▸ PROBLEM STATEMENT
Continue the FAQ on lawyers' professional liability insurance from its last sentence.

▸ EXERCISE TEXT
^^^^

CEOL means claims expenses are paid outside
the professional liability policy limits and won't erode the limits of liability. CEIL means claims expenses are included
within the limits of liability. In the latter case, depending on the cost of the legal defense it can reduce the amount of coverage available for a settlement or judgment.
The Aon Attorneys Advantage policy pays claim expenses on a CEOL basis.
Why do underwriters get concerned about a conflict of interest or outside interest?
Underwriters generally ask if you sit on the board of directors or hold any equity interest in any businesses other than the firm. They are interested in whether these entities are clients of the firm, if the entities are non-profit or for profit, the position you hold and the amount of equity interest held by you, the rest of your firm and family members. They also want to know the percentage of your firm's gross billings that is derived from these organizations.
It may be perceived that legal advice given to such a client may not be as objective as it should be. Claims alleging conflict of interest
tend to shift the burden of proof to the defendant and often cloud other pertinent issues. The jury may automatically assume that a lawyer acted in his or her own self-interest. It can affect premium and/or result in an exclusion on the policy for that entity.
Why are underwriters reviewing my website and how can that impact my application?
It is now common practice for underwriters to cross-reference the way your firm is presented on your website with the information contained in your application. If you indicate that you do entertainment work on the web, but do not show it on your application area of practice, they will want clarification. An application may be declined due to contradictory information.
What is the problem with sharing office space with other lawyers?
If it is not clear that you are not associated with other lawyers with whom you share office space, it can be confusing to the clients that visit that office. If one of your office-sharing colleagues does not carry insurance, but incurs a claim, a claimant could imply that this lawyer is a part of a de facto firm and sue the other entities in that space. In other words, such a relationship can create vicarious liability for all those in the office.

^^^^

▸ DATA PROVIDED

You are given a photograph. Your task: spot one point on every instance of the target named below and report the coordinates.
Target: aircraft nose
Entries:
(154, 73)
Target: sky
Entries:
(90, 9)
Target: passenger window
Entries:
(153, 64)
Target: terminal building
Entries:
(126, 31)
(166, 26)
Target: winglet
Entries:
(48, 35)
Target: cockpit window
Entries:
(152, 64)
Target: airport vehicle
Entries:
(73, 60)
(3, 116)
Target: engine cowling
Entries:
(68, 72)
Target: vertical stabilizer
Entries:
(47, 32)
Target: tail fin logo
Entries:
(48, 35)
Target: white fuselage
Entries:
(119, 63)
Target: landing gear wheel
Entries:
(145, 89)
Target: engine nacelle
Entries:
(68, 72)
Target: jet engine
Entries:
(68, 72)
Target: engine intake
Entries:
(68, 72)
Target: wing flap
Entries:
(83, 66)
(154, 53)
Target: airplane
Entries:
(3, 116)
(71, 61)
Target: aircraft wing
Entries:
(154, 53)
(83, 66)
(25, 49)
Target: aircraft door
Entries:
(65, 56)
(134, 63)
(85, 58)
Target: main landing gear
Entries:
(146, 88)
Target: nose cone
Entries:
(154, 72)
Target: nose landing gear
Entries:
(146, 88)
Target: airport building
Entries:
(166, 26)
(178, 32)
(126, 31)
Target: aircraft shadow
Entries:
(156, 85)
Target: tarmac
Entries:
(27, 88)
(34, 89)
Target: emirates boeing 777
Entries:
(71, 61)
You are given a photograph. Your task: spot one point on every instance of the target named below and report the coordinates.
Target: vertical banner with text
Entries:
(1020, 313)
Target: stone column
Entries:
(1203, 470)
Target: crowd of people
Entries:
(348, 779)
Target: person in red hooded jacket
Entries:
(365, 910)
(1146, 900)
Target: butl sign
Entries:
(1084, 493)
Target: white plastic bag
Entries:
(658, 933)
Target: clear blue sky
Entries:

^^^^

▸ RESPONSE
If you do share space, you should not share letterhead, files, clients, employees, advertising or signage. The phones should be answered either in the name of the individual lawyer or as "law offices." Office-sharing lawyers that appear to be a de facto firm may be required by the underwriters to insure together on one policy to prevent uninsured vicarious liability.
What can I do to reduce requests for additional application information?
- Provide a complete and legible application.
- Be sure that the way you represent yourself in the application matches what is on your letterhead and website. Explain any differences.
- If you have experienced actual or potential claims, present the details clearly, accurately and concisely. Include your side of the story. If you have implemented measures to prevent a recurrence, include those details.
How can I mitigate potential risks that could lead to a malpractice lawsuit?
- Strong, consistent internal systems and controls can help minimize the potential for claims stemming from inadequate office procedures.
- Manage client expectations with engagement/disengagement procedures.
- Maintain a solid client intake and billing process.
- Establish conflict of interest detection and avoidance procedures.
- As a minimum, employ dual docket controls that are crosschecked by another person in your office on a regular basis. This is particularly critical if your practice areas are subject to statutes of limitation.
- Reduce high-risk areas of practice or cease them altogether. These include securities, plaintiff personal injury, class action or toxic tort cases, commercial real estate, entertainment, and intellectual property areas of practice. If you practice in these areas supply additional detail on how you effectively manage the increased risk.
- Provide good customer service and communication to your clients to reduce the likelihood of complaints to the Bar.
- Do not sue your clients for fees. They may countersue for malpractice.